◆ **Provided text**
:::
Lei Xu (徐 磊)
Ph.D. in Computer Science, MIT
Applied Scientist at Amazon AWS
Email:
leix328@gmail.com
[Publications]
About Me
I’m an Applied Scientist at Amazon AWS. My research covers a wide range of topics in natural language processing and machine learning. Recently, my work has focused on the application of large language models in the medical domain. My long-term objective is to pave the way for robust and deployable LLM applications. This involves addressing various challenges such as improving data quality, optimizing task-specific model performance, and developing reliable evaluation methods.
I received my Ph.D. in Computer Science from MIT in 2023, and my B.Eng. from Tsinghua University.
News
- Oct 2024: Check out our preprint CriSPO: Multi-Aspect Critique-Suggestion-guided Automatic Prompt Optimization for Text Generation for more effective automatic prompt engineering!
- Oct 2024: Our paper Salient Information Prompting to Steer Content in Prompt-based Abstractive Summarization is accepted to EMNLP 2024 Industry Track.
- May 2024: Our position paper ConSiDERS-The-Human Evaluation Framework: Rethinking Human Evaluation for Generative Large Language Models is accepted to ACL 2024 main conference.
- Jul. 2023: AWS Announces HealthScribe Service.
- Feb. 2023: I joined Amazon AWS as an applied scientist.
Selected Projects
Robustness of Text Classifiers
With deployment of large language models, the security and robustness of these models have become a real issue. In this project, we thoroughly explore how well text classifiers can handle attacks from different angles. We developed R&R and SP-Attack for traditional transformer-based text classifiers. We also proposed AToP/BToP attacks for prompt-based language models. And we’re putting effort into defending against these attacks with In Situ Augmentation.
Synthetic Tabular Generation
In this project, we aim to generate synthetic tabular data, which can help remove the barriers in data sharing. We started with an LSTM-based TGAN model, then further improved it by proposing CTGAN.
:::
[Stored data entries]
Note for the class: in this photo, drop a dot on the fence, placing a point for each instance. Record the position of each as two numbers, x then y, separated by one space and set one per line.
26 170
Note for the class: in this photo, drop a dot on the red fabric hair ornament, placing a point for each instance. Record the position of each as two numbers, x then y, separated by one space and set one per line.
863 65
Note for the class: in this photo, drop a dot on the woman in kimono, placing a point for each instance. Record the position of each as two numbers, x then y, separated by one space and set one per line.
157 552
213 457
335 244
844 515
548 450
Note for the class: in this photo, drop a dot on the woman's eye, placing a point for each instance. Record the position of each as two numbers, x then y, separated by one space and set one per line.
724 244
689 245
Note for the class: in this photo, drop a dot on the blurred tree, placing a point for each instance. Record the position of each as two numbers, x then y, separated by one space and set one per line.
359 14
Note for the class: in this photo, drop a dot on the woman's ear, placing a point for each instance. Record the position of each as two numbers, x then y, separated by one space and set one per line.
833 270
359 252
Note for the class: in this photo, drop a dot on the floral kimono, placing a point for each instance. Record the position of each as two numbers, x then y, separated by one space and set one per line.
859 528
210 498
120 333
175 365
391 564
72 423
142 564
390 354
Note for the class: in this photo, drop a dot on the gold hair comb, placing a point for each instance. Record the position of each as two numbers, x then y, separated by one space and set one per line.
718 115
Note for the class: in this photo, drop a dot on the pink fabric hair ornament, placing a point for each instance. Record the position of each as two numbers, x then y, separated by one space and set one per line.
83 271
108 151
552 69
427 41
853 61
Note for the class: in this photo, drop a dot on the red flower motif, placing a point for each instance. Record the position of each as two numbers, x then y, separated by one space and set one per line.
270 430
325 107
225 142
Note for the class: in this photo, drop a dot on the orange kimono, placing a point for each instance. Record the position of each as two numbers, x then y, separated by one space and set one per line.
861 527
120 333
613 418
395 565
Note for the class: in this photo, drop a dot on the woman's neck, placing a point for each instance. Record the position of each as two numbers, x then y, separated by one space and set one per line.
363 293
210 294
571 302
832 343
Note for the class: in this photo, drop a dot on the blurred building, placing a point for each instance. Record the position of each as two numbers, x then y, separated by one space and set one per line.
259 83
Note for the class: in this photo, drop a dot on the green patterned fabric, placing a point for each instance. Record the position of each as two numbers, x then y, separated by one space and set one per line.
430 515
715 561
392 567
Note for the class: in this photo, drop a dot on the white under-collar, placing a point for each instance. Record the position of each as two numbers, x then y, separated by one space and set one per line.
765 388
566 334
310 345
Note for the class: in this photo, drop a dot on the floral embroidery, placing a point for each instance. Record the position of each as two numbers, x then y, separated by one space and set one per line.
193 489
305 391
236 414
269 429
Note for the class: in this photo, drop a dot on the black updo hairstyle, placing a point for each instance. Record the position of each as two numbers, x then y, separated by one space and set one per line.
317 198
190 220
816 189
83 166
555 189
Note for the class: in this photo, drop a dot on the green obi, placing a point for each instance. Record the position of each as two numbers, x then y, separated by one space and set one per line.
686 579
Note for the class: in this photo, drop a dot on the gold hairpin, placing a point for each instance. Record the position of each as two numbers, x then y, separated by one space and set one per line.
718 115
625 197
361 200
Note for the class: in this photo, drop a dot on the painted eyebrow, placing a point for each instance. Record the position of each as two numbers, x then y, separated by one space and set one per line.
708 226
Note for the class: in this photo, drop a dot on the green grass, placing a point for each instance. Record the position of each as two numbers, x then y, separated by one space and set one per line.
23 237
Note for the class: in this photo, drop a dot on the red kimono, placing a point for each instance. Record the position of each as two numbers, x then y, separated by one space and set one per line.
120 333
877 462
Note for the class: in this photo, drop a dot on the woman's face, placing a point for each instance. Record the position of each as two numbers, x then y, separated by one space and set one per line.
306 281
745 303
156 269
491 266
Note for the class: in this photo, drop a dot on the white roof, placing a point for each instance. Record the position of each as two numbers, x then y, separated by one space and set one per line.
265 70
:::
◆ **Assignment**
Reproduce the complete profile of Lei Xu word for word. This data was drawn from a different source than the text.

◆ **Your response**
Lei Xu (徐 磊)
Ph.D. in Computer Science, MIT
Applied Scientist at Amazon AWS
Email:
leix328@gmail.com
[Publications]
About Me
I’m an Applied Scientist at Amazon AWS. My research covers a wide range of topics in natural language processing and machine learning. Recently, my work has focused on the application of large language models in the medical domain. My long-term objective is to pave the way for robust and deployable LLM applications. This involves addressing various challenges such as improving data quality, optimizing task-specific model performance, and developing reliable evaluation methods.
I received my Ph.D. in Computer Science from MIT in 2023, and my B.Eng. from Tsinghua University.
News
- Oct 2024: Check out our preprint CriSPO: Multi-Aspect Critique-Suggestion-guided Automatic Prompt Optimization for Text Generation for more effective automatic prompt engineering!
- Oct 2024: Our paper Salient Information Prompting to Steer Content in Prompt-based Abstractive Summarization is accepted to EMNLP 2024 Industry Track.
- May 2024: Our position paper ConSiDERS-The-Human Evaluation Framework: Rethinking Human Evaluation for Generative Large Language Models is accepted to ACL 2024 main conference.
- Jul. 2023: AWS Announces HealthScribe Service.
- Feb. 2023: I joined Amazon AWS as an applied scientist.
Selected Projects
Robustness of Text Classifiers
With deployment of large language models, the security and robustness of these models have become a real issue. In this project, we thoroughly explore how well text classifiers can handle attacks from different angles. We developed R&R and SP-Attack for traditional transformer-based text classifiers. We also proposed AToP/BToP attacks for prompt-based language models. And we’re putting effort into defending against these attacks with In Situ Augmentation.
Synthetic Tabular Generation
In this project, we aim to generate synthetic tabular data, which can help remove the barriers in data sharing. We started with an LSTM-based TGAN model, then further improved it by proposing CTGAN.